Given text:
The Centrists are back, baby, and this time they are bringing with them the solution for our polarised times. Such seems to be the theme of the past week, what with former MP and would-be Prime Minister Rory Stewart talking about his new book and how to fix the system, and George Osborne and Ed Balls announcing a new podcast, “Political Currency”. It is billed as two formerly bitter rivals now talking in civilised fashion about the economy, and drawing upon the great reserves of expertise shared between them.

With a straight face, the multi-millionaire architect of Tory austerity under Cameron tells us that new podcast will “expose how the powerful become powerless when faced with economic forces they can’t control”. Meanwhile, Balls has been filmed drumming in a band called Centrist Dad, performing a Sex Pistols number alongside ITV’s Robert Peston. Who ever said that middle-aged technocrats don’t have a sense of humour?

Certainly, in terms of exhibiting the traditional technocratic vice of advertising expertise as a way of consolidating personal power, the pair seem off to a flying start. Their podcast has already been glowingly endorsed by influential cronies. David Cameron has tweeted that the podcasters “really know their stuff”.  Michael Gove has remarked — perhaps with the sort of sincerity he has become renowned for — that these are “two of the sharpest minds I know”.

Stewart, meanwhile, already has a very popular podcast with Alastair Campbell called “The Rest is Politics”. Like the Osborne and Balls roadshow, this too is framed as bringing sensible, well-informed discussion to the masses from rather different political perspectives, modelling reasonable disagreement along the way. In reality, though, it’s a chummy love-in between two liberals with similarly middle-of-the-road instincts. In a recent episode, the pair spent a lot of time talking about which of them looked better in a kilt at Stewart’s birthday party, and how nice it was to see Theresa May and “Willie Dalrymple” on the dancefloor there too. Vidal versus Buckley this is not.

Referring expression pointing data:
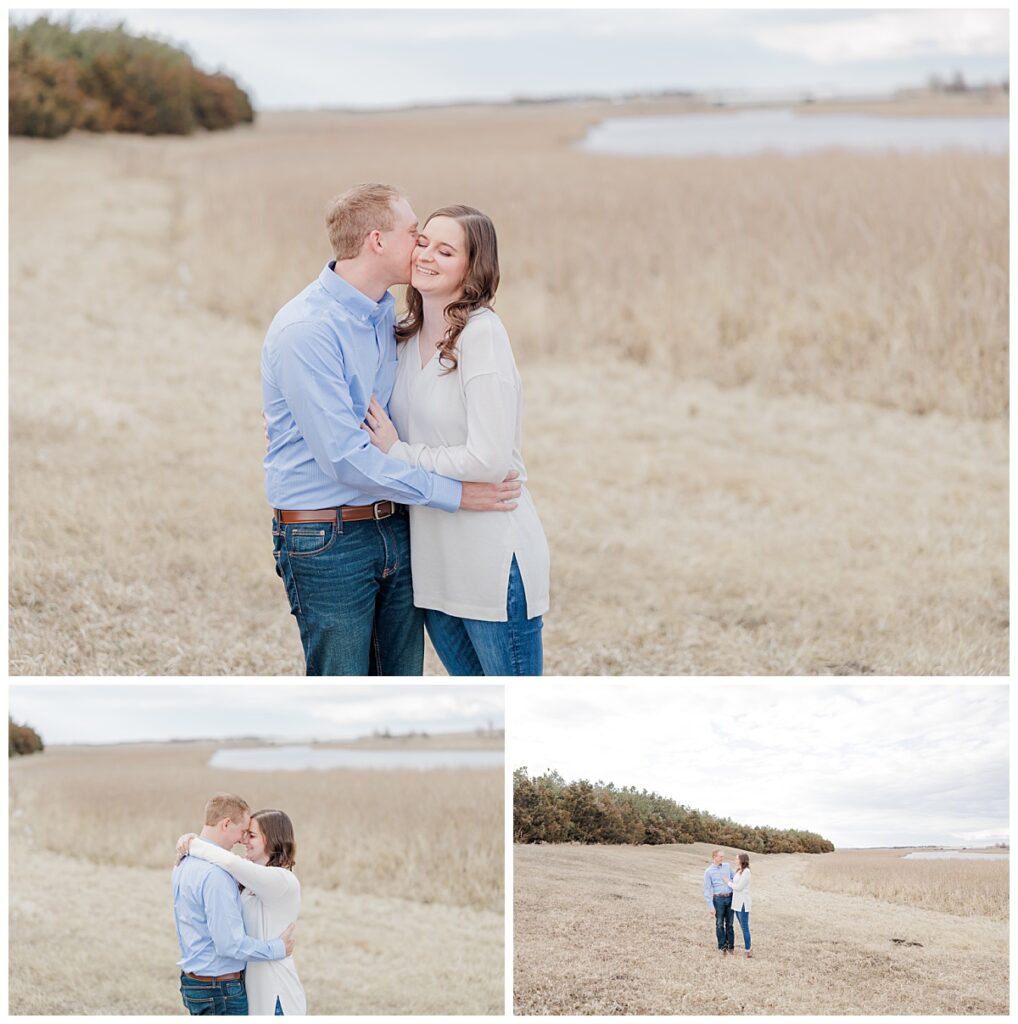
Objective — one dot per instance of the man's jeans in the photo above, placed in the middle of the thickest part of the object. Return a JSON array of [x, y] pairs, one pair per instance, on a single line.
[[221, 998], [724, 923], [744, 923], [350, 591], [473, 647]]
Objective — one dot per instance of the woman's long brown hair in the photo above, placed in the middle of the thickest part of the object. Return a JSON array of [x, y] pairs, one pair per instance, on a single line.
[[479, 283], [278, 829]]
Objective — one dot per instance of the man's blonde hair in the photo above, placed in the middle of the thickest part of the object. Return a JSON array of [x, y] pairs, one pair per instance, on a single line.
[[225, 805], [352, 216]]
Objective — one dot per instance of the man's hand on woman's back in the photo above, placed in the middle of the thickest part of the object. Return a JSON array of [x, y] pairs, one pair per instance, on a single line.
[[492, 497]]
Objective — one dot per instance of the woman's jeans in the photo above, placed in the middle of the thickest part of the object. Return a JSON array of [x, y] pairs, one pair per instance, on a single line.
[[473, 647], [744, 923], [219, 998], [350, 590]]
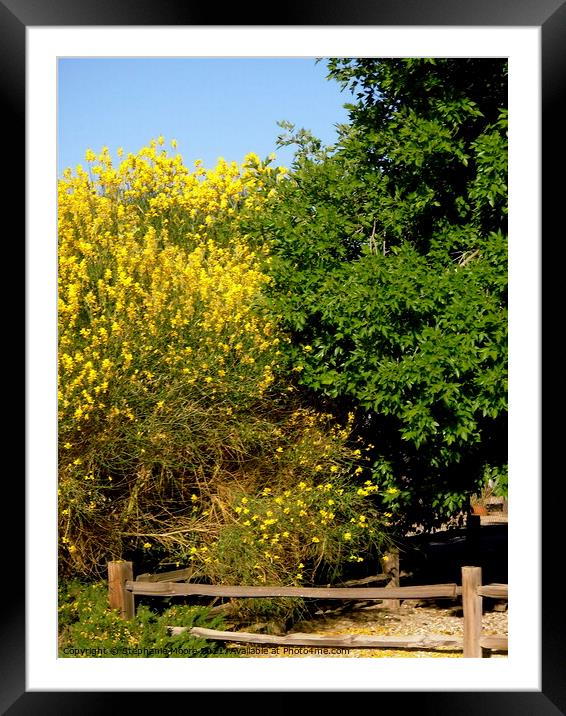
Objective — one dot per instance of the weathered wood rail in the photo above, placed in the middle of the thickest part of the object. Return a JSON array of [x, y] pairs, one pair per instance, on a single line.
[[122, 589]]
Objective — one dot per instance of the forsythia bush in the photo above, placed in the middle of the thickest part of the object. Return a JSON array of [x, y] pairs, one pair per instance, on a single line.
[[171, 404]]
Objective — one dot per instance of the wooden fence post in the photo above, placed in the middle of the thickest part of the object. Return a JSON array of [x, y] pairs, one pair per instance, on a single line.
[[391, 567], [118, 596], [472, 605]]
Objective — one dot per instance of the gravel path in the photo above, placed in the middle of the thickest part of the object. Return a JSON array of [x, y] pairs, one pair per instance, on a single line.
[[410, 619]]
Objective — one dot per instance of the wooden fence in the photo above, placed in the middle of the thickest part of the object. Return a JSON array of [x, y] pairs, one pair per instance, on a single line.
[[122, 589]]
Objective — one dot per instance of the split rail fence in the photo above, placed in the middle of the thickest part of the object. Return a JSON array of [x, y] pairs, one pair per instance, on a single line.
[[122, 589]]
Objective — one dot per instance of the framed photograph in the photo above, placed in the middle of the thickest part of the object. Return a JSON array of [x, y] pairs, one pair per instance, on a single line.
[[39, 45]]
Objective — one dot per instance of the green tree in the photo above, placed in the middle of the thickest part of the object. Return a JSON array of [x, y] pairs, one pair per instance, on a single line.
[[389, 260]]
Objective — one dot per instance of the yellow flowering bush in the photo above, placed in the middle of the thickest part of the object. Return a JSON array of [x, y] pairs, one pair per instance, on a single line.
[[173, 401], [308, 533], [163, 345]]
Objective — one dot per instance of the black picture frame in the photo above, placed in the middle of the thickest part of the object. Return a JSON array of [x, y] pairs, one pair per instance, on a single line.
[[550, 16]]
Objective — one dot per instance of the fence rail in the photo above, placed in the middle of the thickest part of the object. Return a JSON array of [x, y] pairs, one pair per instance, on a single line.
[[122, 589]]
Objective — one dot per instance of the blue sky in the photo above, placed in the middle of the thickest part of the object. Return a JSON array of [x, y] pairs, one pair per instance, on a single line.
[[212, 106]]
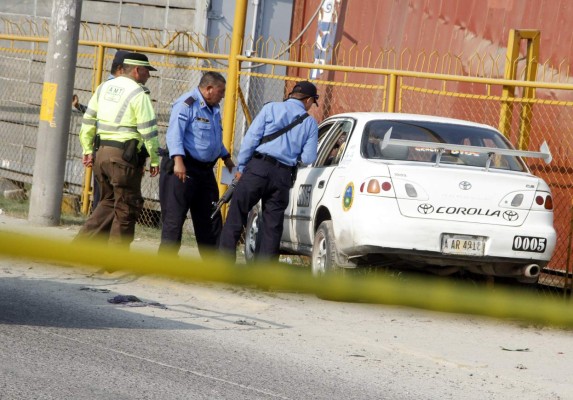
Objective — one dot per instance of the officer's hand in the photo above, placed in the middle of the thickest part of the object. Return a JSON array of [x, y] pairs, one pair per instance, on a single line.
[[179, 169], [229, 164], [75, 102], [88, 160]]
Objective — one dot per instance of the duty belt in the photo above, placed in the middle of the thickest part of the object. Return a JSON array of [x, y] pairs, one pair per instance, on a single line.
[[270, 159], [112, 143]]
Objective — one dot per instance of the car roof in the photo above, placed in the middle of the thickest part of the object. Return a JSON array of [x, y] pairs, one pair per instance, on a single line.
[[368, 116]]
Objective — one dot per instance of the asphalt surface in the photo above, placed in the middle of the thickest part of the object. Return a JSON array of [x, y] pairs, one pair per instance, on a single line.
[[60, 338]]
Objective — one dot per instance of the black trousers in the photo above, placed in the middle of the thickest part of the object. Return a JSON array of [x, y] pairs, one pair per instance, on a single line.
[[266, 181], [197, 195]]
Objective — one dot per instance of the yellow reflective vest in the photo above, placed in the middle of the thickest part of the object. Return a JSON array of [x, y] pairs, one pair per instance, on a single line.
[[121, 110]]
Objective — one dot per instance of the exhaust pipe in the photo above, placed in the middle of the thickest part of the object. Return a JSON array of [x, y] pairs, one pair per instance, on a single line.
[[531, 271]]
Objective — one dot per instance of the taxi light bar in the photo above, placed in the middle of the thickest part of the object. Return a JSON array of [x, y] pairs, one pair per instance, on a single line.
[[373, 186]]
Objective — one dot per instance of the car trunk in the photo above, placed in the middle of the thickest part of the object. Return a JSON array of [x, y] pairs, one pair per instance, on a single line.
[[462, 194]]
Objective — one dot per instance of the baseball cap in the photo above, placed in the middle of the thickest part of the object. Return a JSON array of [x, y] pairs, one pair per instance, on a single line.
[[118, 59], [307, 88], [139, 60]]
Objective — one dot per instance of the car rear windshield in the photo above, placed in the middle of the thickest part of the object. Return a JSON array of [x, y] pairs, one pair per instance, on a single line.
[[374, 132]]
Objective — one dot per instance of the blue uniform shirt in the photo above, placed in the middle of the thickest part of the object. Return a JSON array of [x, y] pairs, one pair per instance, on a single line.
[[300, 143], [195, 128]]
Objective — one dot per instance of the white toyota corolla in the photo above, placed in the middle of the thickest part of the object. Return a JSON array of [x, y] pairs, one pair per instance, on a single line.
[[417, 191]]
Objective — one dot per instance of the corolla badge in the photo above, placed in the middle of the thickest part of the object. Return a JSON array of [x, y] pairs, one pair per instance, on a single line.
[[425, 208], [465, 185]]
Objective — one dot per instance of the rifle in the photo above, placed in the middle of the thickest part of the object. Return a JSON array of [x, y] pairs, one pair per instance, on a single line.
[[225, 198]]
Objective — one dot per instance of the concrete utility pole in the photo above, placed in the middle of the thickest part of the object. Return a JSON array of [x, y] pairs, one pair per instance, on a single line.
[[52, 142]]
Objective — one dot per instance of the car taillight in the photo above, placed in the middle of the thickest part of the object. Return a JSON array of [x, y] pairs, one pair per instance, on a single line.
[[549, 203], [376, 186], [373, 186], [544, 200]]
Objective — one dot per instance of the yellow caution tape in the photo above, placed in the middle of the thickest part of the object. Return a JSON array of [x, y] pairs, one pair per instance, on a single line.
[[430, 293]]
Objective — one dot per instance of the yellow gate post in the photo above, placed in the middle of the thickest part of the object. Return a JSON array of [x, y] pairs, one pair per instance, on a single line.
[[88, 174], [510, 73], [230, 104]]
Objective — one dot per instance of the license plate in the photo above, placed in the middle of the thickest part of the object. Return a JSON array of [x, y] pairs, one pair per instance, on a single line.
[[463, 245]]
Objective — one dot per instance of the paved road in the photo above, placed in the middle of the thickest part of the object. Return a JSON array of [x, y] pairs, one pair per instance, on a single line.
[[60, 338]]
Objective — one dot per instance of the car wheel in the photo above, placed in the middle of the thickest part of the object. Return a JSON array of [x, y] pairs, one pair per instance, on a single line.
[[324, 251], [252, 236]]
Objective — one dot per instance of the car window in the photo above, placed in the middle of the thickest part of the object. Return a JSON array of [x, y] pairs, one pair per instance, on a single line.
[[374, 132], [334, 145]]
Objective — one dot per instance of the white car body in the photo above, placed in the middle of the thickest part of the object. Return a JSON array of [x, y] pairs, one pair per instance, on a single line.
[[393, 203]]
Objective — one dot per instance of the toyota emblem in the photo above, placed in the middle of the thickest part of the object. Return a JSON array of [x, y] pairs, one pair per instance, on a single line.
[[465, 185], [425, 208], [510, 216]]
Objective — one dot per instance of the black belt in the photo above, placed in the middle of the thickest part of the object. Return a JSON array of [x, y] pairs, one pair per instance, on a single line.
[[112, 143], [199, 164], [270, 159]]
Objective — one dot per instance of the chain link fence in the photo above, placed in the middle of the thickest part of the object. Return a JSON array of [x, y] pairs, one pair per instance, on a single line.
[[357, 83]]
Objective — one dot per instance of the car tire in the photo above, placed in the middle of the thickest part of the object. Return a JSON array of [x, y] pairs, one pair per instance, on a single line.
[[252, 236], [324, 251]]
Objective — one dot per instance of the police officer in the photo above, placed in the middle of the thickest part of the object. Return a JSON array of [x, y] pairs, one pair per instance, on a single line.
[[121, 110], [115, 71], [265, 170], [187, 182]]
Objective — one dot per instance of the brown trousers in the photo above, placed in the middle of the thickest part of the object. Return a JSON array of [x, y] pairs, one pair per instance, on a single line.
[[120, 202]]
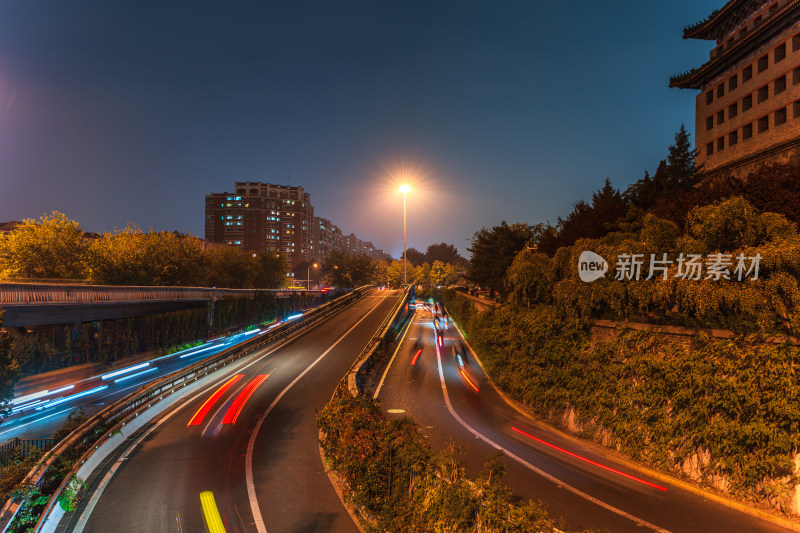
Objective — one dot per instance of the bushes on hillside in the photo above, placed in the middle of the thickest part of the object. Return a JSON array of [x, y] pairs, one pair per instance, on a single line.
[[742, 299], [725, 413], [390, 472]]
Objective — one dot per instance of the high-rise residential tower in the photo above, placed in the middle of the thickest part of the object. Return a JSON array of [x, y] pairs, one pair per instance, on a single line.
[[748, 108]]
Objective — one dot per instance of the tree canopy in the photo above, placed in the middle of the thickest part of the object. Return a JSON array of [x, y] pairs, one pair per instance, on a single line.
[[493, 251], [343, 270], [54, 247]]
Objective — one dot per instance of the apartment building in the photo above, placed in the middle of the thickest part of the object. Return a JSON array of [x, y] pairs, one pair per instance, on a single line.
[[748, 107]]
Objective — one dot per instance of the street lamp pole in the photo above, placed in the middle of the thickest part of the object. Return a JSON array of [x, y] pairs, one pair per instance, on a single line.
[[308, 276], [404, 189]]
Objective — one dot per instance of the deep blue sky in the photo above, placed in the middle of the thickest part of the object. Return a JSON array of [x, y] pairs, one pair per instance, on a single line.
[[132, 112]]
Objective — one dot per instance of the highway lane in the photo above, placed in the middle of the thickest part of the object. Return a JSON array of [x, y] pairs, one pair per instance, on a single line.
[[39, 414], [581, 494], [156, 485]]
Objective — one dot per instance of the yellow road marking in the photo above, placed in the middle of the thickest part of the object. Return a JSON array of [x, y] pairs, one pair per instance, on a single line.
[[211, 513]]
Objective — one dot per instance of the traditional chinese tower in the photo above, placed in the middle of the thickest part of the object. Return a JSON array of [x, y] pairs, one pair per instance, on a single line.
[[748, 109]]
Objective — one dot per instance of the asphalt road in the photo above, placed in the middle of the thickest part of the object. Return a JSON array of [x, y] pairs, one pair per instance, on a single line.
[[40, 416], [578, 493], [155, 485]]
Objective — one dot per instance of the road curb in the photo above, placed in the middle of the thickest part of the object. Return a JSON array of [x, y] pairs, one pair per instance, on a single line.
[[337, 483], [727, 502]]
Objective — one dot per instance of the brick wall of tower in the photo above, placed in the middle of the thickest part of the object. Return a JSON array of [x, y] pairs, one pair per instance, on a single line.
[[750, 114]]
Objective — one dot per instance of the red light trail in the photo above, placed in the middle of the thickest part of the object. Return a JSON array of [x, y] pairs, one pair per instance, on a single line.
[[604, 467]]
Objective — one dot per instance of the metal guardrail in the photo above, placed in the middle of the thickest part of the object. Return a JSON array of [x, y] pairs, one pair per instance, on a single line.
[[105, 423], [23, 447], [376, 340], [44, 293]]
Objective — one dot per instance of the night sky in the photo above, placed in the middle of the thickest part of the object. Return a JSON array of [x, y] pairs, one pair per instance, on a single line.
[[133, 112]]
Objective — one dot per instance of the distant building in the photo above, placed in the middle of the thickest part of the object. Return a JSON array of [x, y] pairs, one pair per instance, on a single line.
[[261, 216], [748, 109]]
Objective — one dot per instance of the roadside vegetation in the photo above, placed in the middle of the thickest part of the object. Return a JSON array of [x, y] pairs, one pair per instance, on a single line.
[[398, 484], [56, 247], [725, 413]]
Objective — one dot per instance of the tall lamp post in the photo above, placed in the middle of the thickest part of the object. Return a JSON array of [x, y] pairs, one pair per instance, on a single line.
[[308, 275], [404, 188]]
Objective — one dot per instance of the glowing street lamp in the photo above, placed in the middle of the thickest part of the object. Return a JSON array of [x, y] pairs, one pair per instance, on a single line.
[[404, 188], [308, 275]]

Try it: In the commentary on centrist podcasts, what is the name of the podcast Rory Stewart hosts with Alastair Campbell?

Written reply: "The Rest is Politics"